Given task — Reproduce every line of the records below, requests included, but multiply each point coordinate in the answers by 1.5 and round it to a whole number, rounding halves up. Leave the numbers in the requests and their format samples unchanged.

Data provided —
BEGIN
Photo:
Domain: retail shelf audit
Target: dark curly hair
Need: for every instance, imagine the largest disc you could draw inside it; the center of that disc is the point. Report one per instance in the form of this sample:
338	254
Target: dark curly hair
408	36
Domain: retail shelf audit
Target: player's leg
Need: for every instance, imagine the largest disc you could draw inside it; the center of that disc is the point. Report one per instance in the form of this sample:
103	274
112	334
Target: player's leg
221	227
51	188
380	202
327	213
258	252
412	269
END
Solution to the exercise —
Photo:
Domain: retail shelf audit
Target: dark curly hair
Need: for every instance, imagine the largest disc you could draw inside it; the center of that disc is the point. Report one per instance in the form of this sample:
338	254
Target: dark curly hair
612	54
Domain: retail shelf audit
Target: player's leg
Need: for every instance, imagine the largest disc you could draw inside it; the center of that disc is the point. Report one per instance in the form of this sample:
103	274
112	334
Target: player's leg
332	341
77	282
570	303
491	320
387	378
618	404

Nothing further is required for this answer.